◆ EXERCISE DIRECTIONS: Rescale the material from the line with "In this exercise you will point out the blue" to the line with "[(18, 232)]", both included, and write out all of those lines again, requests included. Multiply every coordinate in the answers by 2.4 and round each to a whole number, with halves rounded up. Leave the requests and their format samples unchanged.

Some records
• • • • •

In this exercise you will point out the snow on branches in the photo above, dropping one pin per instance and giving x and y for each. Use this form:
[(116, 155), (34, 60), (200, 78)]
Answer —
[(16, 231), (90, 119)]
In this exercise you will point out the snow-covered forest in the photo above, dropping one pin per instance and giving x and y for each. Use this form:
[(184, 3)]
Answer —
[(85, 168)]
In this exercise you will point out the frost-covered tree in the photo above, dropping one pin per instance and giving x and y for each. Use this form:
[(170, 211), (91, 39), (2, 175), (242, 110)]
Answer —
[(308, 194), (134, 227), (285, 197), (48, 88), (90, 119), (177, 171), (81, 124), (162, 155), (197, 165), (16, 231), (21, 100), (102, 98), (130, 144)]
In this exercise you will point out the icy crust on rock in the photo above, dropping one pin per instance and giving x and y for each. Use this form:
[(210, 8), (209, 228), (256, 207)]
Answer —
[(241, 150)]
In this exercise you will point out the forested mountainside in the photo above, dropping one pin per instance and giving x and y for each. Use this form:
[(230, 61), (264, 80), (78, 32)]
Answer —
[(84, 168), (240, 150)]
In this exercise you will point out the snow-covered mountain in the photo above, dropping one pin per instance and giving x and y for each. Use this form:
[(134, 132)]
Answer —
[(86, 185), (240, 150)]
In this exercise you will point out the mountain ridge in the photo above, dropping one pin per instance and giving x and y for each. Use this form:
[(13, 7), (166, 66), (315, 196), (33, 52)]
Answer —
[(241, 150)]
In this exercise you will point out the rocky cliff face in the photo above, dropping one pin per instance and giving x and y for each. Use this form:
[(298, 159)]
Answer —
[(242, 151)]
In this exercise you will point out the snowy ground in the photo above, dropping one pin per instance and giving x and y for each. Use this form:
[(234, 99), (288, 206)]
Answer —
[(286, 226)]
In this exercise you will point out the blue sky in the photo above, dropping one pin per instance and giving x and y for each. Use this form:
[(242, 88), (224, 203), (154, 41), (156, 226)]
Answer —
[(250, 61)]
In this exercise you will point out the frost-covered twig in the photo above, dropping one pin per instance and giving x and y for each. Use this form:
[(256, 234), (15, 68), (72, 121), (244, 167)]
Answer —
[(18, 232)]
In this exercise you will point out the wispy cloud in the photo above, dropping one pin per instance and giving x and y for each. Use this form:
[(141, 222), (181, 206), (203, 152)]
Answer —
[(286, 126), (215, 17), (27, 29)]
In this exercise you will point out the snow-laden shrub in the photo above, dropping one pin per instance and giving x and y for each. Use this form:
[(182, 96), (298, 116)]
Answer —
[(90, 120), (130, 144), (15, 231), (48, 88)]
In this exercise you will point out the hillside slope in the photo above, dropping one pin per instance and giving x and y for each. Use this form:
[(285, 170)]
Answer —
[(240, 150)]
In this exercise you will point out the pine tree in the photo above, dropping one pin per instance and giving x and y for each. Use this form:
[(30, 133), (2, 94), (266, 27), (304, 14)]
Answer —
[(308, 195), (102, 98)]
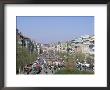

• • • • •

◆ RESULT OF THIS EXERCISE:
In this exercise you will point out the blue sky in the photo above, dropping one pin per instance and giving x and y for each. Use this form:
[(242, 88), (224, 203), (154, 41), (156, 226)]
Answer —
[(600, 146)]
In this exercise you will point out the frost-covered twig in the photo above, dropping one pin per instance and giving x and y for each. Use this form:
[(256, 234), (15, 68), (72, 121), (244, 167)]
Answer —
[(43, 557)]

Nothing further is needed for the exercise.